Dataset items
* begin *

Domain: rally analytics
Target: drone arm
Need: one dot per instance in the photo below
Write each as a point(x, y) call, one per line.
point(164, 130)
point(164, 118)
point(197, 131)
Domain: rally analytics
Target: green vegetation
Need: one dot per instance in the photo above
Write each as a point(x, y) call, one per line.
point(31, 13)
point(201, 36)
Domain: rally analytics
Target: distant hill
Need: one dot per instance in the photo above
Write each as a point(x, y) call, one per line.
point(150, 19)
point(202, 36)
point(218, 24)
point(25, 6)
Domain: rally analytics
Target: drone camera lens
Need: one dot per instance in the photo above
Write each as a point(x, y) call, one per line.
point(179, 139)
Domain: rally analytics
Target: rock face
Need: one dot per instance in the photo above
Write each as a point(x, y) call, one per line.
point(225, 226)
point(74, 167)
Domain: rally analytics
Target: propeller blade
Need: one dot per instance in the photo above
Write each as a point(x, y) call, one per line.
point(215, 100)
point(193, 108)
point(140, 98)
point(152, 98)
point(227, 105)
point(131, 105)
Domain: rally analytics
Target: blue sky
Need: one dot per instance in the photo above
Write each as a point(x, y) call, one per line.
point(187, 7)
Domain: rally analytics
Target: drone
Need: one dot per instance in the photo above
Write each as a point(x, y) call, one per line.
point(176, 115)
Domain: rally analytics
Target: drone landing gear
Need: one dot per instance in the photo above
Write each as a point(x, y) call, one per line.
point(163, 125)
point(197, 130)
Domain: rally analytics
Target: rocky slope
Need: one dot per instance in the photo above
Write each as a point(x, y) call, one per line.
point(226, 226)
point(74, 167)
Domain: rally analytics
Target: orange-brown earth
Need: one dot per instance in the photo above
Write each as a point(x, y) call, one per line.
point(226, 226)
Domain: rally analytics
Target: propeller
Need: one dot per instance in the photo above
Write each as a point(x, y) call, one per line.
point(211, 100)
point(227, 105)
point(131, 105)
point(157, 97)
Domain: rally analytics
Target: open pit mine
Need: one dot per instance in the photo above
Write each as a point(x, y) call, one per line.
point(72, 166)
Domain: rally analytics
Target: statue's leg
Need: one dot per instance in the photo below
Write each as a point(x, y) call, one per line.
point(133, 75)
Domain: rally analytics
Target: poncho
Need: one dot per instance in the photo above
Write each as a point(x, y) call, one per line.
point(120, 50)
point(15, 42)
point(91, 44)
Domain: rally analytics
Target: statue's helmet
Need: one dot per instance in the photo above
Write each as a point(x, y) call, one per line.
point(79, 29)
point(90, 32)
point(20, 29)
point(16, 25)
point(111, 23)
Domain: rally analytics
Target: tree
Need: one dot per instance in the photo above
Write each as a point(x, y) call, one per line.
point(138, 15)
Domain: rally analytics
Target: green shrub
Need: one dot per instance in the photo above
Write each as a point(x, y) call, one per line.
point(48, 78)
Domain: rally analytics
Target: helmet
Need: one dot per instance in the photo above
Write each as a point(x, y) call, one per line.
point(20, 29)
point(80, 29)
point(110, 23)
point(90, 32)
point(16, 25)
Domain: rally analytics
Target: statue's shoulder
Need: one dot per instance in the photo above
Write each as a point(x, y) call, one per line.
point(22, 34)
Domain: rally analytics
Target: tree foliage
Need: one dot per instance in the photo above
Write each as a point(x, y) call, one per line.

* end *

• [REQUIREMENTS] Pick out each line above that contains the string "statue", treating case as significant, and copy those lines.

• [WORKED ANSWER]
Target: statue's leg
Target: statue's helmet
Target: statue's shoulder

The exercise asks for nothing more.